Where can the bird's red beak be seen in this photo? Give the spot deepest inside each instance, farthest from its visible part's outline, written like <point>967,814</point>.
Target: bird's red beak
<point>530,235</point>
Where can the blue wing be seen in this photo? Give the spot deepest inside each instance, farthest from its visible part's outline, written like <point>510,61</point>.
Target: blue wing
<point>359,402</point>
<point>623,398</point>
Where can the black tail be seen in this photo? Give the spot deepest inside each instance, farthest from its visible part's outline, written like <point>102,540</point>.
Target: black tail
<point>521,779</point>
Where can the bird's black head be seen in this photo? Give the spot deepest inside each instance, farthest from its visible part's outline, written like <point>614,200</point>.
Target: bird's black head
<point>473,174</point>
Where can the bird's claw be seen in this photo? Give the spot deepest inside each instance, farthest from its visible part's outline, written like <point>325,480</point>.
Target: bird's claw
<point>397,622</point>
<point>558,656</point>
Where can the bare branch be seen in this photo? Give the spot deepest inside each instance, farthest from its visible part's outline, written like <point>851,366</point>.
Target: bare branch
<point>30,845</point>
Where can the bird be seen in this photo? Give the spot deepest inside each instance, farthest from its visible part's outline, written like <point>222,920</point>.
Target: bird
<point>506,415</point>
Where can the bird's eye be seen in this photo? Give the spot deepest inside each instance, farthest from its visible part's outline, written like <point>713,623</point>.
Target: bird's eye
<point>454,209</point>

▬▬▬

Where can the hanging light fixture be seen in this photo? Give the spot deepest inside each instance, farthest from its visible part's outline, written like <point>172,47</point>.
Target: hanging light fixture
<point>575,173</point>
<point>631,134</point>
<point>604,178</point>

▬▬▬

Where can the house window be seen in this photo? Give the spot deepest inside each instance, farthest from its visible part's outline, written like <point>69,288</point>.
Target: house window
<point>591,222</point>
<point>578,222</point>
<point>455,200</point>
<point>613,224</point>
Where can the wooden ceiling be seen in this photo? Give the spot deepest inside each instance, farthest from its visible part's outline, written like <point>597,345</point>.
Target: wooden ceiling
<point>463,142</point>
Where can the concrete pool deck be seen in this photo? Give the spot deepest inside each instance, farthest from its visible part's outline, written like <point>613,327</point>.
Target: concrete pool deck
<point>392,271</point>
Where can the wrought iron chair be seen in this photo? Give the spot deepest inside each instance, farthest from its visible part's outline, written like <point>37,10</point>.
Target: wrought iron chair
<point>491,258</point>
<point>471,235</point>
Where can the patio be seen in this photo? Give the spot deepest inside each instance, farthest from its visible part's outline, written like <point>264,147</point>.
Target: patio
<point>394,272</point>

▬▬▬

__Goal of the exercise__
Set down these lines from the records above as they stand, beginning at the line that contains "Where can the black" and stopping after the line that contains "<point>506,415</point>".

__Answer__
Where can the black tail be seen in this photo? Give the spot deepest inside each instance, farthest from its visible part's outline, written like <point>102,540</point>.
Target: black tail
<point>521,779</point>
Where can the bird's black head be seen in this photo? Give the spot deepest inside each instance, farthest from its visible part's outline, written like <point>614,200</point>.
Target: bird's black head
<point>473,174</point>
Where can the bird's claw be seen in this photo? Give the spot deepest inside each instance, farthest from its visible part's outline, written like <point>325,480</point>.
Target: bird's claw
<point>397,622</point>
<point>558,656</point>
Where can the bare branch be seen in this photo? Give the spot deepest inside each instance, farthest from its visible part's outline, written like <point>851,366</point>.
Target: bare branch
<point>30,845</point>
Where can the bird be seen in this photo? Give the spot deepest inside each instance, farthest from its visible part's outline, written like <point>222,920</point>.
Target: bird
<point>506,415</point>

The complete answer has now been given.